#### Record extracts

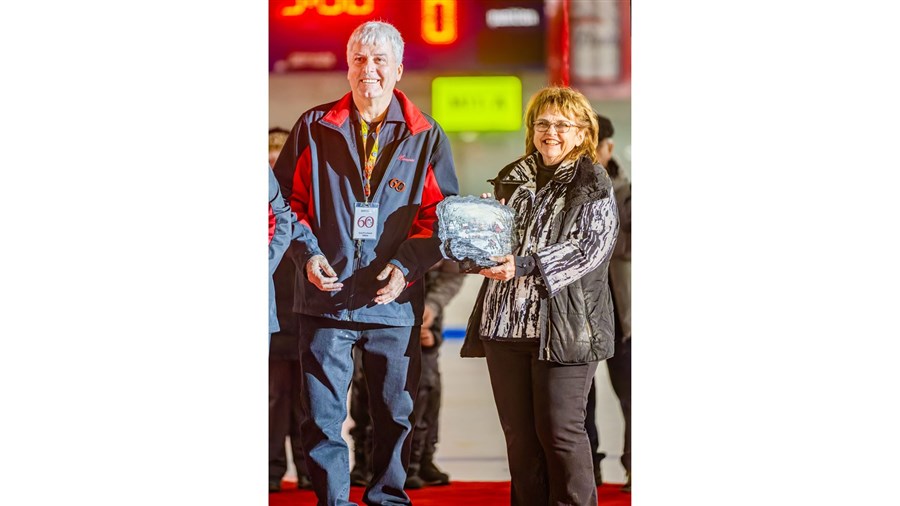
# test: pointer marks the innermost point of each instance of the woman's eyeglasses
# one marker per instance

...

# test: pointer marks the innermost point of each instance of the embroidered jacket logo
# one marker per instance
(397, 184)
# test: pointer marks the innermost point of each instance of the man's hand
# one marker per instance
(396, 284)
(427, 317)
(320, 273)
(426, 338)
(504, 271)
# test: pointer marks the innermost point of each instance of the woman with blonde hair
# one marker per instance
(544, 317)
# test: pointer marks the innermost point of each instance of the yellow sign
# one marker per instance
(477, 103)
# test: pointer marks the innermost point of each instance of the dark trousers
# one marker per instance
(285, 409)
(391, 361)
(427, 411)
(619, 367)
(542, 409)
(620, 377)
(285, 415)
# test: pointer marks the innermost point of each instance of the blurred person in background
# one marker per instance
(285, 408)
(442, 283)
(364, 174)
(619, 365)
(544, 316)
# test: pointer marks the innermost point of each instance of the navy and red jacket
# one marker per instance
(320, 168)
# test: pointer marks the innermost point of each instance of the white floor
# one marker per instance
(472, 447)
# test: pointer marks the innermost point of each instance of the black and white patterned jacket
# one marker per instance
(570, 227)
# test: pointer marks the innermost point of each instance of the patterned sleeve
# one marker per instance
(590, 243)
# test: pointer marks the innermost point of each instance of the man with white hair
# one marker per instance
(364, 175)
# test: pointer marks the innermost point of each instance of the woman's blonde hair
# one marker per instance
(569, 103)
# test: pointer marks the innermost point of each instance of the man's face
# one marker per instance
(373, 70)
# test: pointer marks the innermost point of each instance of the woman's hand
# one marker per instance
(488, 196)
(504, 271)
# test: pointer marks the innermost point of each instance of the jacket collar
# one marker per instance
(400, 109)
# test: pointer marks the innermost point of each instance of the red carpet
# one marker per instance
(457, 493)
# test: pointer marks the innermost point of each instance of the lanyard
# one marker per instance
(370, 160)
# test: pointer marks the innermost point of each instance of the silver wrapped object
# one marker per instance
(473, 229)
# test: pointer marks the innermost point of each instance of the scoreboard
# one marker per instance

#### What is required
List each line of the records that contains the string "hair", copying the line in full. Matching is case-sensitive.

#### Exercise answer
# test: pointer marks the innermost point of each instance of the woman with blonde hair
# test: pointer marks the innermost point of each instance of the man with white hair
# test: pointer marks the innermost point of each instance of the woman's blonde hair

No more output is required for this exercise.